** START Material for the task **

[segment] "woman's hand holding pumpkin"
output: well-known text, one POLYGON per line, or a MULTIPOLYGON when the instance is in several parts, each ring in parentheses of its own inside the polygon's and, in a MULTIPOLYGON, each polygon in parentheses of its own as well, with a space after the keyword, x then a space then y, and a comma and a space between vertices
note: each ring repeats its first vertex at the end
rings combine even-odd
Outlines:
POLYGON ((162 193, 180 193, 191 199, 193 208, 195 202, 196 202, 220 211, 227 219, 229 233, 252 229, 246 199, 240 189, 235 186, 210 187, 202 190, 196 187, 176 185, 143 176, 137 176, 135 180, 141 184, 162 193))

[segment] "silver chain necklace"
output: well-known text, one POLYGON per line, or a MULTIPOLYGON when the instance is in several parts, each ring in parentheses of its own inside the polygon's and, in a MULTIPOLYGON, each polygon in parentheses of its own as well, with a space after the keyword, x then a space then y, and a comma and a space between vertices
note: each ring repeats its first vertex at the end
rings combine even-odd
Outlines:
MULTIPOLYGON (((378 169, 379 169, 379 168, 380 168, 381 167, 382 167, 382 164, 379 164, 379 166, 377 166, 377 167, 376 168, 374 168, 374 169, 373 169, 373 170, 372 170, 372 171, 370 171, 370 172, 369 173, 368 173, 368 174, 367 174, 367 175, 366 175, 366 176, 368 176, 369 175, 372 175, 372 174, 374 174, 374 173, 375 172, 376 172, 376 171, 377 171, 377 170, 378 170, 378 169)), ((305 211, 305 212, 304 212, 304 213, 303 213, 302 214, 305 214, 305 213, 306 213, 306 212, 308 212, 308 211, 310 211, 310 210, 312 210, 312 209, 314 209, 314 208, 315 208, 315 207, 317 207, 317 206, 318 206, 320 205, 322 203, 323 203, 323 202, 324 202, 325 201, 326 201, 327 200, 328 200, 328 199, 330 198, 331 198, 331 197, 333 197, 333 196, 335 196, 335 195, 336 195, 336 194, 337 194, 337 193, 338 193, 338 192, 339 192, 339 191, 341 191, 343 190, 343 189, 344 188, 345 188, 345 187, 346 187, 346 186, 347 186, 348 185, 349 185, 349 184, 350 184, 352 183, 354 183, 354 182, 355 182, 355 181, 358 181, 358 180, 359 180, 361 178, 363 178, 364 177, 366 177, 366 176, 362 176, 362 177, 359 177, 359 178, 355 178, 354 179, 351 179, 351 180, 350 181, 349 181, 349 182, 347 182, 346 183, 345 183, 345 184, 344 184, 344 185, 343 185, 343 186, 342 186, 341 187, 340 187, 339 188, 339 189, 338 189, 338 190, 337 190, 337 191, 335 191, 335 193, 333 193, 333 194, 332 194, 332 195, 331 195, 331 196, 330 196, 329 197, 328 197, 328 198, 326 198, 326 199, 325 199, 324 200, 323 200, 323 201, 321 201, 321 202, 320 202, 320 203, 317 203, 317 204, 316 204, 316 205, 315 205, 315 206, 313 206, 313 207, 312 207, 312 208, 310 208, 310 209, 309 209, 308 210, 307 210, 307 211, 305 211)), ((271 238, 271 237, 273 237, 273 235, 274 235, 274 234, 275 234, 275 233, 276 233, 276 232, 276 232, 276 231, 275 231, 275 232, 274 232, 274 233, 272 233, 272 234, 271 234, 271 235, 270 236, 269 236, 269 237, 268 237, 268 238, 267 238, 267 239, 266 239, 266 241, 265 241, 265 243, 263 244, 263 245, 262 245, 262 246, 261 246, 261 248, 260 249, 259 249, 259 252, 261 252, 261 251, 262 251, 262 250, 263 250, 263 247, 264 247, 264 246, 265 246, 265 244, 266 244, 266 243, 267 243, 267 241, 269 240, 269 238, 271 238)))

** END Material for the task **

## Task goal:
Return every line of the records above word for word, with nothing changed.

## Written answer:
[segment] "woman's hand holding pumpkin"
output: well-known text, one POLYGON per line, or a MULTIPOLYGON when the instance is in several parts, each ring in parentheses of its own inside the polygon's and, in a MULTIPOLYGON, each polygon in parentheses of its own as well, with a space after the keyword, x then a space then y, and a comma and a space between vertices
note: each ring repeats its first vertex at the end
rings combine even-odd
Outlines:
POLYGON ((162 193, 180 193, 191 199, 193 208, 195 202, 196 202, 220 211, 227 219, 229 233, 252 229, 246 199, 240 189, 235 186, 210 187, 202 190, 196 187, 176 185, 143 176, 137 176, 135 180, 141 184, 162 193))

[segment] "silver chain necklace"
output: well-known text, one POLYGON per line, or a MULTIPOLYGON when the instance is in several parts, each ring in parentheses of its own inside the polygon's and, in a MULTIPOLYGON, each polygon in parentheses of its own as well, with a space after the keyword, x then a space then y, and a comma and a space between vertices
note: each ring repeats its first vertex at the end
rings combine even-odd
Outlines:
MULTIPOLYGON (((378 169, 379 169, 379 168, 380 168, 381 167, 382 167, 382 164, 379 164, 379 166, 377 166, 377 167, 376 168, 374 168, 374 169, 373 169, 373 170, 372 170, 372 171, 370 171, 370 172, 369 173, 368 173, 368 174, 367 174, 367 175, 366 175, 366 176, 368 176, 369 175, 372 175, 372 174, 374 174, 374 173, 375 172, 376 172, 376 171, 377 171, 377 170, 378 170, 378 169)), ((305 211, 305 212, 304 212, 304 213, 303 213, 302 214, 305 214, 305 213, 306 213, 306 212, 308 212, 308 211, 310 211, 310 210, 312 210, 312 209, 314 209, 314 208, 315 208, 315 207, 317 207, 317 206, 318 206, 320 205, 322 203, 323 203, 323 202, 324 202, 325 201, 326 201, 327 200, 328 200, 328 199, 330 198, 331 198, 331 197, 333 197, 333 196, 335 196, 335 195, 336 195, 336 194, 337 194, 337 193, 338 193, 338 192, 339 192, 339 191, 341 191, 343 190, 343 189, 344 188, 345 188, 345 187, 346 187, 346 186, 347 186, 348 185, 349 185, 349 184, 350 184, 352 183, 354 183, 354 182, 355 182, 355 181, 358 181, 358 180, 359 180, 361 178, 363 178, 364 177, 366 177, 366 176, 362 176, 362 177, 359 177, 359 178, 355 178, 354 179, 351 179, 351 180, 350 181, 349 181, 349 182, 347 182, 346 183, 345 183, 345 184, 344 184, 344 185, 343 185, 343 186, 342 186, 341 187, 340 187, 339 188, 339 189, 338 189, 338 190, 337 190, 337 191, 335 191, 335 193, 333 193, 333 194, 332 194, 332 195, 331 195, 331 196, 330 196, 329 197, 328 197, 328 198, 326 198, 326 199, 325 199, 324 200, 323 200, 323 201, 321 201, 321 202, 320 202, 320 203, 317 203, 317 204, 316 204, 316 205, 315 205, 315 206, 313 206, 313 207, 312 207, 312 208, 310 208, 310 209, 309 209, 308 210, 307 210, 307 211, 305 211)), ((271 238, 271 237, 273 237, 273 235, 274 235, 274 234, 275 234, 275 233, 276 233, 276 232, 276 232, 276 231, 275 231, 275 232, 274 232, 274 233, 272 233, 272 234, 271 234, 271 235, 270 236, 269 236, 269 237, 268 237, 268 238, 267 238, 267 239, 266 239, 266 241, 265 241, 265 243, 263 244, 263 245, 262 245, 262 246, 261 246, 261 248, 260 249, 259 249, 259 252, 261 252, 261 251, 262 251, 262 250, 263 250, 263 247, 264 247, 264 246, 265 246, 265 244, 266 244, 266 243, 267 243, 267 241, 269 240, 269 238, 271 238)))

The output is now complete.